Provided text:
The Gospel According to Twenty One Pilots

The Gospel According to Twenty One Pilots

At the end of each concert, the two frontmen of the musical group Twenty One Pilots stand together on the stage, put their arms around each other, and smile at their fans as the cheers rise. Throughout the crowd, people lift signs with “Thank You” written on them. After a while the lead singer lifts the mic and gives them his parting words: “We’re Twenty One Pilots, and so are you.” As the duo walks off, the crowd continues shouting out their thanks for their music, performance, and, for many, their witness.

Yes, witness. Witness to what? What are the crowds gathering at these shows so grateful for

I believe the reason the fans of Twenty One Pilots are so profoundly impacted by their music is because through it, whether we realize it or not, we are getting a glimpse of, even becoming participants in, the good news of Jesus Christ. 


The Art of Our Everyday Work

I need only one song to show you an example of how this duo embeds the gospel into their artwork. They become a witness and a guide for us as we embed the gospel into our “artwork,” that is, the art of our everyday work.

“Trees” is the song Twenty One Pilots always performs to end their shows. Its basic flow traces the dialogue between God and a man who is hiding in the trees, silent and afraid in the face of his impending death. And yet God comes after him, initiating a conversation and showing his heart’s desire to be with him.

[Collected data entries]
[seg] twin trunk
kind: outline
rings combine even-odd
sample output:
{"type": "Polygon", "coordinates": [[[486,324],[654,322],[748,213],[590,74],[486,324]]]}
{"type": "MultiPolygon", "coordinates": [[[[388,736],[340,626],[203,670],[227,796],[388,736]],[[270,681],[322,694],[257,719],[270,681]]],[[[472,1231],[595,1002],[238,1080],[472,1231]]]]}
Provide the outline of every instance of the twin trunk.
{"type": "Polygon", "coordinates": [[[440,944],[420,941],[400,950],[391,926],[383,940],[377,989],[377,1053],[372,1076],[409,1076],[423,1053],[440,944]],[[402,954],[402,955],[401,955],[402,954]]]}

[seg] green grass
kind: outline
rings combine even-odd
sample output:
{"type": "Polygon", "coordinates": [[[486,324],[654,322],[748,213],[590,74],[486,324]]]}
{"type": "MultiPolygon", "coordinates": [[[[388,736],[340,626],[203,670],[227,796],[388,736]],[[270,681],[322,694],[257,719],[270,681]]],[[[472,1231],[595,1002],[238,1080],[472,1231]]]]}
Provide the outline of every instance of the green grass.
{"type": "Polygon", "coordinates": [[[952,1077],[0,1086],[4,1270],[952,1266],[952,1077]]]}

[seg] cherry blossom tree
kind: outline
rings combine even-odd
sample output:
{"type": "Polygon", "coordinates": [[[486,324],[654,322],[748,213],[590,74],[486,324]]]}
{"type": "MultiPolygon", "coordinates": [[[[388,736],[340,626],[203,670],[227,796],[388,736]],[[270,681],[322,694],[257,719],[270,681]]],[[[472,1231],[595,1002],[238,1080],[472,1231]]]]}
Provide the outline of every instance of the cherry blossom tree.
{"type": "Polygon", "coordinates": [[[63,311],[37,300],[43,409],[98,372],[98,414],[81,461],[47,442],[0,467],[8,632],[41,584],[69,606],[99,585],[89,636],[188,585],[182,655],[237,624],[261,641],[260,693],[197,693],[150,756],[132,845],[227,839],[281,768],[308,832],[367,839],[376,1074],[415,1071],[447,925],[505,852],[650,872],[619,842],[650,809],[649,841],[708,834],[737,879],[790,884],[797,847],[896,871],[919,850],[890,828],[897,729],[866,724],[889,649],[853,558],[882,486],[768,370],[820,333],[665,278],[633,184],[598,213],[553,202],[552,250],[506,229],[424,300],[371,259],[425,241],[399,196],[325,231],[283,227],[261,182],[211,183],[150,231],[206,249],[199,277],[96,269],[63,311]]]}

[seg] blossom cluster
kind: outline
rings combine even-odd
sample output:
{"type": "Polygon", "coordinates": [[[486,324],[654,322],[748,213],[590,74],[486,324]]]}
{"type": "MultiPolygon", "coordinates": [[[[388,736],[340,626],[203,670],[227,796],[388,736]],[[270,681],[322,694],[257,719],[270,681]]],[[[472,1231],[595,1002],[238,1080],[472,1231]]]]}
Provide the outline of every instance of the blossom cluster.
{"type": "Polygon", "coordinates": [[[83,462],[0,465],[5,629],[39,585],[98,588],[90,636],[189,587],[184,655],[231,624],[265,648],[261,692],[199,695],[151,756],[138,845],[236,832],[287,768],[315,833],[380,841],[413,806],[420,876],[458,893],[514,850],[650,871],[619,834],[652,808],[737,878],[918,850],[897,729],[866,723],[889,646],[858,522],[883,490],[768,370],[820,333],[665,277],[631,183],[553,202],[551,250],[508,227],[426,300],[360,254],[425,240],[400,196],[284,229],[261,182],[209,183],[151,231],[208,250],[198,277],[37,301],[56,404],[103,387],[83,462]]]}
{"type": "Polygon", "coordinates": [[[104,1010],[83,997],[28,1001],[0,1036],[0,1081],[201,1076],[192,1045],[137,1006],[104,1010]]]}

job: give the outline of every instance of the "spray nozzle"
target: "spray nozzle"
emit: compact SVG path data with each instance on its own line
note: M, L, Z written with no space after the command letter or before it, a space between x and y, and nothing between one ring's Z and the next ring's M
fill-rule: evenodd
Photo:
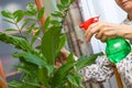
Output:
M82 22L79 28L80 29L84 29L84 30L87 30L89 28L90 24L92 23L96 23L99 21L99 16L94 16L94 18L90 18L88 19L87 21Z

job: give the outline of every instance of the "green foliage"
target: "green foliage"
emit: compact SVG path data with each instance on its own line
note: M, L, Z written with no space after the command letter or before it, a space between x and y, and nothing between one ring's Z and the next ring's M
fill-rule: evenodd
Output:
M9 28L7 31L19 32L19 35L0 32L0 41L20 50L12 56L20 59L15 68L23 74L20 81L10 81L9 86L13 88L41 88L42 86L45 88L84 88L82 77L78 70L91 65L102 53L84 56L76 62L72 53L59 68L55 64L66 42L66 35L62 33L62 29L73 2L74 0L61 0L57 4L58 11L47 16L44 25L40 22L44 15L44 8L37 11L34 2L29 2L25 11L1 12L6 18L4 21L16 26L16 29ZM36 46L37 41L40 43Z

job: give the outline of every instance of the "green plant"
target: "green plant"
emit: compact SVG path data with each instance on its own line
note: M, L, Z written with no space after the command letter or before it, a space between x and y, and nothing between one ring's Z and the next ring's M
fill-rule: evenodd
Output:
M66 63L62 64L61 67L57 68L55 65L56 58L66 42L66 35L62 33L62 29L73 2L74 0L61 0L61 3L57 4L58 11L47 16L44 25L41 24L44 8L37 11L33 2L28 3L26 11L1 12L6 18L4 21L16 26L16 29L8 29L8 31L16 31L19 35L0 32L0 41L12 44L19 50L12 56L20 59L20 64L15 67L23 74L19 81L12 80L9 86L13 88L84 87L82 77L78 70L92 64L97 56L102 53L81 56L78 61L74 61L73 54L69 54ZM20 22L21 25L19 25ZM38 45L34 45L36 41L40 41Z

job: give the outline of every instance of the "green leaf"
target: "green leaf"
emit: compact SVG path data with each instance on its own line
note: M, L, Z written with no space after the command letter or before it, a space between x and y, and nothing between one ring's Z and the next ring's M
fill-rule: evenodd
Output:
M64 6L67 6L69 3L69 0L61 0L61 2L64 4Z
M44 8L38 11L37 19L41 20L44 15Z
M10 11L1 11L1 14L4 16L4 18L8 18L8 19L13 19L13 15Z
M13 88L21 88L22 87L22 82L15 81L15 80L8 82L8 85L13 87Z
M34 2L29 2L28 6L26 6L26 10L32 14L36 14L37 7Z
M81 85L82 78L80 75L68 75L67 79L69 80L70 84L78 88L82 88L84 86Z
M34 15L34 13L32 13L31 11L24 11L24 15Z
M74 65L74 62L68 62L58 68L52 79L52 88L57 88L58 85L63 82L63 79L67 76Z
M29 37L32 30L35 28L35 23L31 24L31 26L29 26L26 30L28 30L28 33L26 33L26 36Z
M6 31L18 31L16 29L7 29Z
M40 37L40 33L41 33L41 31L37 30L37 32L35 33L35 35L33 35L33 37L31 40L31 45L33 45L33 43L36 41L36 38Z
M44 22L44 32L47 31L47 28L48 28L50 23L51 23L51 16L47 16L45 22Z
M45 87L48 87L48 76L47 70L43 67L38 68L37 79L40 84L44 85Z
M26 75L32 76L32 73L29 69L26 69L24 66L15 66L15 68L19 69L20 72L26 74Z
M0 41L7 44L12 44L16 48L22 50L22 51L34 52L34 50L30 46L30 44L22 37L8 35L6 33L0 32Z
M55 64L55 57L57 54L61 26L51 28L42 38L41 50L43 55L47 58L48 64Z
M62 47L65 45L65 42L66 42L66 35L65 34L63 34L63 35L61 35L61 37L59 37L59 44L58 44L58 48L57 48L57 52L59 52L61 50L62 50Z
M72 4L72 3L74 3L74 2L75 2L75 0L70 0L69 2L70 2L70 4Z
M8 23L11 23L11 24L15 24L14 22L10 21L10 20L7 20L7 19L3 19L3 21L8 22Z
M22 20L22 18L24 16L24 13L23 13L22 10L16 10L15 12L13 12L13 16L16 20L16 23L18 23Z
M62 23L57 20L52 20L51 23L54 25L54 26L61 26Z
M74 62L74 54L70 53L67 57L67 62Z
M58 8L58 10L61 10L61 11L65 11L65 9L66 9L63 4L59 4L59 3L57 4L57 8Z
M103 55L103 53L97 53L97 54L92 54L90 56L79 57L78 61L76 61L77 62L77 64L76 64L77 70L80 70L82 67L94 64L95 61L97 59L97 57L100 55Z
M25 59L26 62L32 63L32 64L37 65L37 66L46 67L46 65L47 65L43 59L41 59L35 54L31 54L28 52L14 53L13 56L18 57L18 58L23 57L23 59Z

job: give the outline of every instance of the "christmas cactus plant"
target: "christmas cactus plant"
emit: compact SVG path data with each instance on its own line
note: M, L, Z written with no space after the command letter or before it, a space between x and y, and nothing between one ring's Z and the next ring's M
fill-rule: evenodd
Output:
M4 21L16 26L7 31L19 32L19 35L0 32L0 41L12 44L19 50L12 56L20 61L15 67L22 73L22 77L19 80L9 81L8 86L13 88L84 88L82 77L78 72L92 64L101 53L81 56L78 61L74 61L73 54L69 54L66 62L56 67L56 58L59 57L66 42L66 35L62 33L63 23L73 2L74 0L61 0L57 4L58 10L47 16L44 24L41 24L44 8L37 10L34 2L29 2L25 11L1 12Z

Task 1:
Using the article about Twenty One Pilots, decide whether each statement agrees with it. Answer yes or no for each, and quote the words from the article that settle it.
(a) The band closes its shows with the song "Trees."
(b) The lead singer's parting words are "We're Twenty One Pilots, and so are you."
(c) In "Trees," the man hiding in the trees starts the conversation with God.
Task 2: Pick up the article about Twenty One Pilots after its last sentence and keep writing it.

Written reply 1:
(a) Yes: "“Trees” is the song Twenty One Pilots always performs to end their shows."
(b) Yes: "“We’re Twenty One Pilots, and so are you.”"
(c) No: "And yet God comes after him, initiating a conversation and showing his heart’s desire to be with him."

Written reply 2:
Clearly, this recalls the aftermath of human rebellion against God in the Garden of Eden, giving voice to the interchange of Genesis 3:8-9. Adam and Eve stood naked and afraid, hiding from God amidst the trees, and yet he came after them. He called them out of hiding and invited them to be known, even in their sin. 

What the song does next is repeat this scenario by repeating the same set of three verses, but building to a much bigger finish. This gives the sense that the same dialogue between God and a man happens again, but with a different outcome. 

And indeed, this is what the good news proclaims! Jesus takes on our shame and faces his impending death, fearful and exposed before his Father as he sweats blood amidst the trees in the garden of Gethsemane, pleading for the cup of the cross to pass from him (Luke 22:42). But this man, the last Adam, remains obedient to the end (1 Corinthians 15:45, Philippians 2:8). He gives himself up to make our death his own, crying out while he stands nailed upright on one tree amidst others, “My God, my God, why have you forsaken me?” (Matthew 27:46). This is echoed in the lyrics from “Trees”: “Why won’t you speak, where I happen to be?… Silent in the trees, standing cowardly.” 


God’s Heart Cry

Then, the climactic refrain at the end of the song invites a response: “I want to know you, I want to see, I want to say, Hello.” This is God’s heart cry. God came in the flesh to be with us, which is what he has been after since the beginning. He’s always initiating, starting a conversation with us. Not from afar, but here, where we are, in the midst of our sin and shame and death, even taking it all upon himself. Then he rose from the grave to new life and Mary saw him standing amidst the trees, mistaking him for the gardener, and he called out to her (John 20:15-16). The cross and the resurrection are God’s song of invitation to know a love stronger than death.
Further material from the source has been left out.